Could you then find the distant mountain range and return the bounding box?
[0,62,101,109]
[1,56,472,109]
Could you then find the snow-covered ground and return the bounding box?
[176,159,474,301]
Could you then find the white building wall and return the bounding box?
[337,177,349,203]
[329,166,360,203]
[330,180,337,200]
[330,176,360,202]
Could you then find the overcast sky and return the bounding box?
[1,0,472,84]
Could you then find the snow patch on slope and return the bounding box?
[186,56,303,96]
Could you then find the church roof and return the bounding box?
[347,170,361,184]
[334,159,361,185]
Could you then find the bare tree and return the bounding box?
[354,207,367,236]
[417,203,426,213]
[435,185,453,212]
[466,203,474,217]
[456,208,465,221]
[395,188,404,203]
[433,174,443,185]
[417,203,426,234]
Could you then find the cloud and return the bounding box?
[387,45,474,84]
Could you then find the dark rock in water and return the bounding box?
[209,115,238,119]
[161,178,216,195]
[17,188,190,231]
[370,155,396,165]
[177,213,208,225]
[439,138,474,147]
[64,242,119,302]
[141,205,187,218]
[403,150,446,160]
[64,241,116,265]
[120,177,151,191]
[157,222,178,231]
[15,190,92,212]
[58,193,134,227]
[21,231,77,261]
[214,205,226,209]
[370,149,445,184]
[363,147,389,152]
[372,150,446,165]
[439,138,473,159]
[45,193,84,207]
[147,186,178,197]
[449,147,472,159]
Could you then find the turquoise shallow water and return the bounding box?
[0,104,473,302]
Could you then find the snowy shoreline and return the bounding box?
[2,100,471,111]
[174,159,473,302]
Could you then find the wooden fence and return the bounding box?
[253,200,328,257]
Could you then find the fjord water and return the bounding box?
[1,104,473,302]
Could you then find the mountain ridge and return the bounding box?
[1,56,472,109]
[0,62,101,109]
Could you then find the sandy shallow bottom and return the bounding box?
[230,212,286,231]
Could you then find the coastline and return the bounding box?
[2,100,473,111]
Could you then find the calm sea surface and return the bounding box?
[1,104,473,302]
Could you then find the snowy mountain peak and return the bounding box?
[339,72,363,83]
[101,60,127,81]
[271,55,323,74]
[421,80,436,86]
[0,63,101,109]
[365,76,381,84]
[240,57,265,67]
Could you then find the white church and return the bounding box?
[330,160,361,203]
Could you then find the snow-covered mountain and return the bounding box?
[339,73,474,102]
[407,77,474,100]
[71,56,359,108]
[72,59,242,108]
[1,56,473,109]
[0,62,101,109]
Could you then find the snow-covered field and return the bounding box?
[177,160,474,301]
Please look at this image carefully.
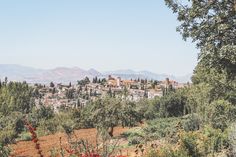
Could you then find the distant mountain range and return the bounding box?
[103,70,192,83]
[0,64,192,84]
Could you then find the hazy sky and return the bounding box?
[0,0,198,76]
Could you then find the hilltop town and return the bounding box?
[33,75,189,111]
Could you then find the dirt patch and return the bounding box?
[11,127,128,157]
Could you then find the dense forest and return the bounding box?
[0,1,235,157]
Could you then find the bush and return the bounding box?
[17,132,31,141]
[44,118,60,134]
[0,128,16,144]
[144,118,181,140]
[123,118,182,145]
[182,114,201,132]
[0,143,11,157]
[179,131,204,157]
[208,100,236,131]
[203,126,229,153]
[0,112,25,144]
[62,119,75,136]
[178,127,228,157]
[37,117,60,136]
[145,149,159,157]
[122,128,145,145]
[146,145,189,157]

•••••

Aim of the task: Please output the records above exactly, without the pictures.

Reply to the task:
Could you then find the distant mountain range and return the bounding box?
[0,62,101,109]
[1,56,472,109]
Could you then find the snow-covered ground and return the bounding box?
[176,159,474,301]
Could you then find the white building wall and return the bounding box?
[337,177,349,203]
[329,166,360,203]
[330,180,337,200]
[330,176,360,202]
Could you then find the overcast sky and return the bounding box?
[1,0,472,84]
Could you then find the snow patch on slope and return the bounding box?
[186,56,303,96]
Could you then find the church roof and return the bounding box?
[347,170,361,184]
[334,159,361,185]
Could you then find the bare tree and return the bounding box?
[354,207,367,236]
[417,203,426,213]
[435,185,453,212]
[466,203,474,217]
[456,208,465,221]
[395,188,404,203]
[433,174,443,185]
[417,203,426,234]
Could you then find the cloud and return the bounding box?
[387,45,474,84]
Could you then find the dark rock in water and return the bounding box?
[209,115,238,119]
[161,178,216,195]
[17,188,190,231]
[370,155,396,165]
[177,213,208,225]
[439,138,474,147]
[64,242,119,302]
[141,205,187,218]
[403,150,446,160]
[64,241,116,265]
[120,177,151,191]
[157,222,178,231]
[15,190,92,212]
[58,193,134,227]
[21,231,77,261]
[214,205,226,209]
[370,149,445,184]
[363,147,389,152]
[372,150,446,165]
[439,138,473,159]
[45,193,84,207]
[147,186,178,197]
[449,147,472,159]
Could you then find the turquoise shallow water and return the bounding box?
[0,104,473,302]
Could you then find the snowy shoreline and return the bounding box?
[2,100,471,111]
[174,159,473,302]
Could you then find the wooden fence and return the bounding box?
[253,200,328,257]
Could you then find the fjord water and return the bounding box?
[1,104,473,302]
Could you then find the mountain ridge and return the bounding box?
[1,56,472,109]
[0,62,101,109]
Could you then find the sandy shallow bottom and return the bounding box?
[230,212,286,231]
Could you then find the coastline and return the bounding box?
[2,100,473,111]
Could you then find the calm sea surface and return the bounding box?
[1,104,473,302]
Could you then find the snowy mountain peak and return the bounding box?
[339,72,363,83]
[101,60,127,81]
[271,55,323,74]
[421,80,436,86]
[0,63,101,109]
[365,76,381,84]
[240,57,265,67]
Could you then find the white church and return the bounding box?
[330,160,361,203]
Could you then find the snow-covered mountain and return the bounding box?
[339,73,474,102]
[407,77,474,100]
[71,56,359,108]
[72,59,242,108]
[1,56,473,109]
[0,62,101,109]
Could you then find the snow-covered field and return the bounding box?
[177,160,474,301]
Please look at this image carefully.
Could you then find the distant mountain range and return the bounding box?
[103,70,192,83]
[0,64,192,84]
Could you then find the hazy sky and return the bounding box?
[0,0,198,76]
Could you then find the hilltop town and return the bounding box?
[33,75,189,111]
Could you then find the dirt patch and return the bounding box?
[11,127,128,157]
Could you then find the dense forest and return the bounding box?
[0,1,235,157]
Could you then find the bush and return the bounding box?
[17,132,31,141]
[44,118,60,134]
[0,128,16,144]
[144,118,181,140]
[123,118,182,145]
[182,114,201,132]
[0,143,11,157]
[179,131,204,157]
[208,100,236,131]
[203,126,229,153]
[0,112,25,144]
[62,119,75,136]
[178,127,228,157]
[37,117,60,136]
[145,149,159,157]
[122,128,145,145]
[146,145,189,157]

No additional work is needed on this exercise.